**Directive a:**
Arrange every line of the data listing below as a numbered list, skipping blank lines. Leave the pictures out of your answer.
-- Text section start --
#!/usr/bin/env python
#
# subconv
# divx subtitles converter by Pawel Stolowski, Julien Lerouge
# mpl2 by Grzegorz Zyla
#
# Maintained at http://git.pld-linux.org/packages/subconv/
#
# Released under terms of GNU GPL
#

import codecs
import re
import sys
import getopt
import string
import os
import subprocess
import urllib2

from xml.dom import minidom

try:
    from hashlib import md5 as md5
except ImportError:
    from md5 import md5

def usage():
    sys.stderr.write("""
 subconv -- DivX subtitles converter by Pawel Stolowski, Julien Lerouge

 Usage: subconv [-i fmt|-o fmt|-a sec|-s sec|-S h:m:s[,h:m:s,...]] input [output1, output2, ...]

     -i fmt        input format (one of: srt, tmp, mdvd, sub2, mpl2, auto; auto by default)
     -o fmt        output format (one of: tmp, srt; srt by default)
     -f fps        adjust fps rate for microdvd input subtitles (auto by default)
     -a sec        adjust subtitle delay in seconds (add)
     -s sec        adjust subtitle delay in seconds (sub)
     -S h:m:s,...  split subtitles in selected position(s); additional output file names must be specified
     -h            this help

     """)


def detect_file_fps(file):
    """
    Detect the FPS for a given media file
    input: file name
    returns: FPS
    """
    def mediainfo_fps(file):
        f = None
        try:
            f = subprocess.Popen(['mediainfo', '--Inform=Video;%FrameRate%', file], stdout=subprocess.PIPE, stderr=subprocess.PIPE)
        except OSError, e:
            return False
        (out, err) = f.communicate()
        if out:
            out = out.strip()
        if not out:
            return False
        return float(out)
-- Text section end --
-- Records shown start --
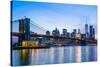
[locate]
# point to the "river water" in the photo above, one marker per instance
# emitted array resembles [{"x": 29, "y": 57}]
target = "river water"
[{"x": 54, "y": 55}]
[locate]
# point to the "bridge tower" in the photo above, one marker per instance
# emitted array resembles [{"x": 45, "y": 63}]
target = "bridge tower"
[{"x": 24, "y": 29}]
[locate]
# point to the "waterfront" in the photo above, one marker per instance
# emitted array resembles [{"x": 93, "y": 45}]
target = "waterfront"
[{"x": 54, "y": 55}]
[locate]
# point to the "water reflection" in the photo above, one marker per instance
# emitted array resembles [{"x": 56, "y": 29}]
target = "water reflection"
[{"x": 54, "y": 55}]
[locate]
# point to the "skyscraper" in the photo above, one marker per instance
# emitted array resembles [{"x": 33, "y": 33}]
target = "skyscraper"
[
  {"x": 91, "y": 31},
  {"x": 47, "y": 32},
  {"x": 74, "y": 33},
  {"x": 56, "y": 32},
  {"x": 64, "y": 32},
  {"x": 86, "y": 30}
]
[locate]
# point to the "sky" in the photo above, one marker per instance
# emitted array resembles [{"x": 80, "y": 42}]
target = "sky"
[{"x": 52, "y": 15}]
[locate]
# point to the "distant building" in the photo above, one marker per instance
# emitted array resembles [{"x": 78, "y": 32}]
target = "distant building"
-- Records shown end --
**Directive b:**
Rewrite the option block of the subconv script that begins "-i fmt input format" as a brief list, keeping each option's main facts.

**Written solution a:**
1. [locate]
2. # point to the "river water" in the photo above, one marker per instance
3. # emitted array resembles [{"x": 29, "y": 57}]
4. target = "river water"
5. [{"x": 54, "y": 55}]
6. [locate]
7. # point to the "bridge tower" in the photo above, one marker per instance
8. # emitted array resembles [{"x": 45, "y": 63}]
9. target = "bridge tower"
10. [{"x": 24, "y": 29}]
11. [locate]
12. # point to the "waterfront" in the photo above, one marker per instance
13. # emitted array resembles [{"x": 93, "y": 45}]
14. target = "waterfront"
15. [{"x": 54, "y": 55}]
16. [locate]
17. # point to the "water reflection" in the photo above, one marker per instance
18. # emitted array resembles [{"x": 56, "y": 29}]
19. target = "water reflection"
20. [{"x": 54, "y": 55}]
21. [locate]
22. # point to the "skyscraper" in the photo above, one marker per instance
23. # emitted array resembles [{"x": 33, "y": 33}]
24. target = "skyscraper"
25. [
26.   {"x": 91, "y": 31},
27.   {"x": 47, "y": 32},
28.   {"x": 74, "y": 33},
29.   {"x": 56, "y": 32},
30.   {"x": 64, "y": 32},
31.   {"x": 86, "y": 30}
32. ]
33. [locate]
34. # point to the "sky" in the photo above, one marker per instance
35. # emitted array resembles [{"x": 80, "y": 42}]
36. target = "sky"
37. [{"x": 52, "y": 15}]
38. [locate]
39. # point to the "distant building" in the photo above, one marker per instance
40. # emitted array resembles [{"x": 78, "y": 32}]
41. target = "distant building"

**Written solution b:**
- -i fmt: input format (srt, tmp, mdvd, sub2, mpl2 or auto; default auto)
- -o fmt: output format (tmp or srt; default srt)
- -f fps: fps rate for microdvd input (default auto)
- -a sec: add seconds to subtitle delay
- -s sec: subtract seconds from subtitle delay
- -S h:m:s,...: split subtitles at the given positions; extra output file names required
- -h: help